Items from a dataset:
◇ ◇ ◇ ◇
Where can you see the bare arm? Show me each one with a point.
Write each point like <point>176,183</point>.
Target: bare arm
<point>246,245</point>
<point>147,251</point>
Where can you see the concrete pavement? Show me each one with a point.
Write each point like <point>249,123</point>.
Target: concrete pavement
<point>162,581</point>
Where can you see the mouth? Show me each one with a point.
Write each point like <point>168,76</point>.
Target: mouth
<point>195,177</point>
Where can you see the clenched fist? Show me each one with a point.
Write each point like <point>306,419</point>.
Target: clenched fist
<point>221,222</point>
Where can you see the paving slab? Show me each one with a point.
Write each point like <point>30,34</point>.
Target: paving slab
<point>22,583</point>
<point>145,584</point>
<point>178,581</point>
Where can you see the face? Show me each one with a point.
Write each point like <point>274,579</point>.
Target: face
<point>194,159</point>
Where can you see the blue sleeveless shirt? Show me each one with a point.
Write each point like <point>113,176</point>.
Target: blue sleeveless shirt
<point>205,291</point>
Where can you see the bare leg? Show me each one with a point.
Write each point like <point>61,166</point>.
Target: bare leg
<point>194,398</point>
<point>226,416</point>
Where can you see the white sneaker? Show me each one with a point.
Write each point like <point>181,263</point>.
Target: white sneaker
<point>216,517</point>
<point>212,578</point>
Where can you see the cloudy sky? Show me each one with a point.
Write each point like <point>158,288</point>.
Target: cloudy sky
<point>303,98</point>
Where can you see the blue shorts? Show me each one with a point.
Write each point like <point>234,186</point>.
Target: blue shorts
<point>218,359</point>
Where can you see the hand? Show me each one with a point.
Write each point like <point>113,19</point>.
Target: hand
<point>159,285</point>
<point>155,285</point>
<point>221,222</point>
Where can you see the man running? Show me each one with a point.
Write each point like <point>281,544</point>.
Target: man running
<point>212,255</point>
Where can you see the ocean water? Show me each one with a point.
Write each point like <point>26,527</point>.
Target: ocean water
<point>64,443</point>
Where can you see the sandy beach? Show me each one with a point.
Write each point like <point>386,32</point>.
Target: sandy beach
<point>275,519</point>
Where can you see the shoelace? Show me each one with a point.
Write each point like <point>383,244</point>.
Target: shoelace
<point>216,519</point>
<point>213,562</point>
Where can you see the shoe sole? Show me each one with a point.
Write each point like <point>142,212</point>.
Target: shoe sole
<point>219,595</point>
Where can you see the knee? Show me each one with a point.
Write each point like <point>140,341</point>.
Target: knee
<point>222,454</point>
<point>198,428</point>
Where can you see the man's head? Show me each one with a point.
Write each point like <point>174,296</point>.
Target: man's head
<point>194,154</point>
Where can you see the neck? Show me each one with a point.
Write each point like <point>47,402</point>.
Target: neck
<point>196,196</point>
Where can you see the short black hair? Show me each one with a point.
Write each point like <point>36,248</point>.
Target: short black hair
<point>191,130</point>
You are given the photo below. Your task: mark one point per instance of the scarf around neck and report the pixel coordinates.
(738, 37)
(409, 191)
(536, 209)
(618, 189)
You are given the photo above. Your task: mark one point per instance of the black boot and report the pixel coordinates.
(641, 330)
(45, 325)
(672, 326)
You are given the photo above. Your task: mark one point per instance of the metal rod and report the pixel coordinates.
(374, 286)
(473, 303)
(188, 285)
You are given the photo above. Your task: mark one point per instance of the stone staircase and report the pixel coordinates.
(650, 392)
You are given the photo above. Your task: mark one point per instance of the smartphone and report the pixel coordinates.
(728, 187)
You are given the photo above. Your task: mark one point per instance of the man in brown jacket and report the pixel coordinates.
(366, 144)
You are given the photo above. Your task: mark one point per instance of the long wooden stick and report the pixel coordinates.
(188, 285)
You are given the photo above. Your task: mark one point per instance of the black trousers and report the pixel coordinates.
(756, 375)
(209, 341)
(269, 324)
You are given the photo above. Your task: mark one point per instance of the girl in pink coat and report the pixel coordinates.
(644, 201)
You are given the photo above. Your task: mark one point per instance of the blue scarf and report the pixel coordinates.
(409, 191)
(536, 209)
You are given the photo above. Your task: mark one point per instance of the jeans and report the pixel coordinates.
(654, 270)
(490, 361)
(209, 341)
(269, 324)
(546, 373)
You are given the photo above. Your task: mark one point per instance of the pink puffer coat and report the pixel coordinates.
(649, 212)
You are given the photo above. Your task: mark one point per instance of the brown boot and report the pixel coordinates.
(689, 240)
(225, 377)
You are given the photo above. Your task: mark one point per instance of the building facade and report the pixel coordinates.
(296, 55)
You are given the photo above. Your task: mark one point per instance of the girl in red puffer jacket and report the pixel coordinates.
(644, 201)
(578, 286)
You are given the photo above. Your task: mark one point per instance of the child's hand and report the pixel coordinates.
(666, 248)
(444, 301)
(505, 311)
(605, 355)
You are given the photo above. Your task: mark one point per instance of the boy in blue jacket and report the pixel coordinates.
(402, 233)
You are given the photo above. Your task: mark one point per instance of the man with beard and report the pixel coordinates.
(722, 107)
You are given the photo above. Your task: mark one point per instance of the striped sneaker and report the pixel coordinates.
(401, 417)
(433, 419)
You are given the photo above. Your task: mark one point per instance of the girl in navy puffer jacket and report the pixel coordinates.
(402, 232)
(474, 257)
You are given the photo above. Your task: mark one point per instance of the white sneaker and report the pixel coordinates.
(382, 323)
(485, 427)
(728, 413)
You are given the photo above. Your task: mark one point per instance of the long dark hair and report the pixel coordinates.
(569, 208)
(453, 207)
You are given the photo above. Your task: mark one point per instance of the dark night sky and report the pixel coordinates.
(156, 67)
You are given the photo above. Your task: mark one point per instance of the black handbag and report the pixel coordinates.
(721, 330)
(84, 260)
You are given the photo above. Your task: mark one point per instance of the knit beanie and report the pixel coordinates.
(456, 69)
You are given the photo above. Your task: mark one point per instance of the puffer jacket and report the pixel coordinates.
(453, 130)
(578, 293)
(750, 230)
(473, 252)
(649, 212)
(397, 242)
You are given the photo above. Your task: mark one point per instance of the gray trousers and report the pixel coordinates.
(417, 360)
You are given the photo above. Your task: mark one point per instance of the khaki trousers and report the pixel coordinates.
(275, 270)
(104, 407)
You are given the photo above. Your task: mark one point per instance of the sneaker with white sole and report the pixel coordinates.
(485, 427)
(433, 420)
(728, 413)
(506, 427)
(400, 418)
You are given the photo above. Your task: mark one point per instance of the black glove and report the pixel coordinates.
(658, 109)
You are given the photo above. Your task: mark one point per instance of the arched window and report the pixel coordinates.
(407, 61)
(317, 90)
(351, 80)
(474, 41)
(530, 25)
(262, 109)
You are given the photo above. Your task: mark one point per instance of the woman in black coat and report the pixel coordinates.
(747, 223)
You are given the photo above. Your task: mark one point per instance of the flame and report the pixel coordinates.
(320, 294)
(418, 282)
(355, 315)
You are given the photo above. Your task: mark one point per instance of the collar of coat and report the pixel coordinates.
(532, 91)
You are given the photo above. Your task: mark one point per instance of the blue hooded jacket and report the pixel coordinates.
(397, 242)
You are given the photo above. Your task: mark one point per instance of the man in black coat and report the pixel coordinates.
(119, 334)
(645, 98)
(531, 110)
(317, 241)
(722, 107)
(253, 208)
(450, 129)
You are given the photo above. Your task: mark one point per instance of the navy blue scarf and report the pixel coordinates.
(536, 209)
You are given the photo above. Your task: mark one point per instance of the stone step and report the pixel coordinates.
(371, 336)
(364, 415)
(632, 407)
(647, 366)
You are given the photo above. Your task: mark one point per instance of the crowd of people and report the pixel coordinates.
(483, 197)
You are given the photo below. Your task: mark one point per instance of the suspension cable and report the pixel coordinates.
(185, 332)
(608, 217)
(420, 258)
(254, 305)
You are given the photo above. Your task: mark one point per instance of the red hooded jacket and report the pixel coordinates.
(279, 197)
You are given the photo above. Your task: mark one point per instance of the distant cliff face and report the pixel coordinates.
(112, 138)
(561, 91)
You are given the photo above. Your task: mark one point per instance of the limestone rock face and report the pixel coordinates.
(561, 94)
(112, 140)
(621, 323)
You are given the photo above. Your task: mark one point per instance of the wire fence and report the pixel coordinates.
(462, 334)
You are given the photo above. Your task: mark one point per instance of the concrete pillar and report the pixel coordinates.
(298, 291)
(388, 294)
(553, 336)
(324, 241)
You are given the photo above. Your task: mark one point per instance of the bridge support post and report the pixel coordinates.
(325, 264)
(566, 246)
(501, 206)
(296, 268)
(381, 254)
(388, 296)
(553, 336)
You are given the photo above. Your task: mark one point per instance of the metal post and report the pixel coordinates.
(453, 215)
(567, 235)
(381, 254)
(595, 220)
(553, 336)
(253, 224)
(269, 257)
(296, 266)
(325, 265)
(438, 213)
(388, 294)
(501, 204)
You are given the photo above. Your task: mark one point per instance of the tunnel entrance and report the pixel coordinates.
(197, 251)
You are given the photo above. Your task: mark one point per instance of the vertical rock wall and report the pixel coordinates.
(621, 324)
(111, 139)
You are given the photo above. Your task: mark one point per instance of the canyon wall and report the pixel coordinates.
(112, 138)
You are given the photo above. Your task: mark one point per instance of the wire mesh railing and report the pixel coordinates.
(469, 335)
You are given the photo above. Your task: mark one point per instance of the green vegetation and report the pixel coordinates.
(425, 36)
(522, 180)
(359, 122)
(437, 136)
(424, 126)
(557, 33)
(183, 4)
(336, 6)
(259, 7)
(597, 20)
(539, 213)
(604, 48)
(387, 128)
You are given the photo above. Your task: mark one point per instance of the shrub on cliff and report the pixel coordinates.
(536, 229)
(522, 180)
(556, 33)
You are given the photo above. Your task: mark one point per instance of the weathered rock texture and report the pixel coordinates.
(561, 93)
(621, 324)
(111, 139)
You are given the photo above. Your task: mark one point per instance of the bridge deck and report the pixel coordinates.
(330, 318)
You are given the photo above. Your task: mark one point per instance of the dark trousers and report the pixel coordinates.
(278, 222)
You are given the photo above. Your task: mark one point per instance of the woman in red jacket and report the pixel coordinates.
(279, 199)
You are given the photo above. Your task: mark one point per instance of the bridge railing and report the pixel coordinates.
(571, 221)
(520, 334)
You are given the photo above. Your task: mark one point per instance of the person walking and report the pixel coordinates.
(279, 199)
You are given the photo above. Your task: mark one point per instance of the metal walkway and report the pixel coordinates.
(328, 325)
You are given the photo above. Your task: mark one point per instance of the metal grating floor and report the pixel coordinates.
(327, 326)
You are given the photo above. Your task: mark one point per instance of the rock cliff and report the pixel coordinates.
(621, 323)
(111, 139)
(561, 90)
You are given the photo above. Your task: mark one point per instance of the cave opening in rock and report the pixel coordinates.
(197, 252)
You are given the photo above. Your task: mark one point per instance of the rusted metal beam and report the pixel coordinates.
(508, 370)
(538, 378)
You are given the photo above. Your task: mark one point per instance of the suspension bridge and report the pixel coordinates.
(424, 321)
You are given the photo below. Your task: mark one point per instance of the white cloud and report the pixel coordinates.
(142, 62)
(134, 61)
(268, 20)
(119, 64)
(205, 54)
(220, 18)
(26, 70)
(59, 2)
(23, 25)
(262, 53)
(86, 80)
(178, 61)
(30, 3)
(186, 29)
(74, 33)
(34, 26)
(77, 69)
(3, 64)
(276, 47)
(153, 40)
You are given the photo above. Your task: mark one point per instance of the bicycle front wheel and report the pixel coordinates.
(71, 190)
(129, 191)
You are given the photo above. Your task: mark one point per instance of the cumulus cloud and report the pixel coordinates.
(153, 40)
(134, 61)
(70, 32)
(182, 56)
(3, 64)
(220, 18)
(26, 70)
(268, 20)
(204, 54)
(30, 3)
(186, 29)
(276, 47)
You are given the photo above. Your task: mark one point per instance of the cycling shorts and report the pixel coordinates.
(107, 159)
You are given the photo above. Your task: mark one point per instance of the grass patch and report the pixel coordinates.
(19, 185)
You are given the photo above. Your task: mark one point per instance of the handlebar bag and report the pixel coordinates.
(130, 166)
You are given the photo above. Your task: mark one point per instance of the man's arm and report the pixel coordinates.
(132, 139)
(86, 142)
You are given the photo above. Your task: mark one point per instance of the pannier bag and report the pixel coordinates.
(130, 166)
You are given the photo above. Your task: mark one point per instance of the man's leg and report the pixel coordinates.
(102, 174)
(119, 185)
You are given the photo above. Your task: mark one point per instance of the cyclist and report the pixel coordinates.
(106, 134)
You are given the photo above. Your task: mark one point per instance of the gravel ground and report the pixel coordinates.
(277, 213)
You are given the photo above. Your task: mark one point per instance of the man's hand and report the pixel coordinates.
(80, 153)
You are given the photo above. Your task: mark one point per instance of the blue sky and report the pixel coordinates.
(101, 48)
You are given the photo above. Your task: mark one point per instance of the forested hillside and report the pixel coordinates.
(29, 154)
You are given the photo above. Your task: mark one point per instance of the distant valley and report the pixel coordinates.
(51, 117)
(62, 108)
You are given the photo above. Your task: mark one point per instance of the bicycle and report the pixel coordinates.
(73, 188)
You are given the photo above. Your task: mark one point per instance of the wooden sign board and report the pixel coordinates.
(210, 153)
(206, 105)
◇ ◇ ◇ ◇
### [What this task involves]
Take the stretch of lines above from the one containing "Target: blue shorts" through the one containing "Where can you see the man running?" and repeat it exactly, adding no other line.

### [Response to this exercise]
Target: blue shorts
<point>218,359</point>
Where can you see the hand? Show me each one with a point.
Write each point like <point>113,19</point>.
Target: hand
<point>159,285</point>
<point>155,285</point>
<point>221,222</point>
Where can you see the man running? Show me each one with a point.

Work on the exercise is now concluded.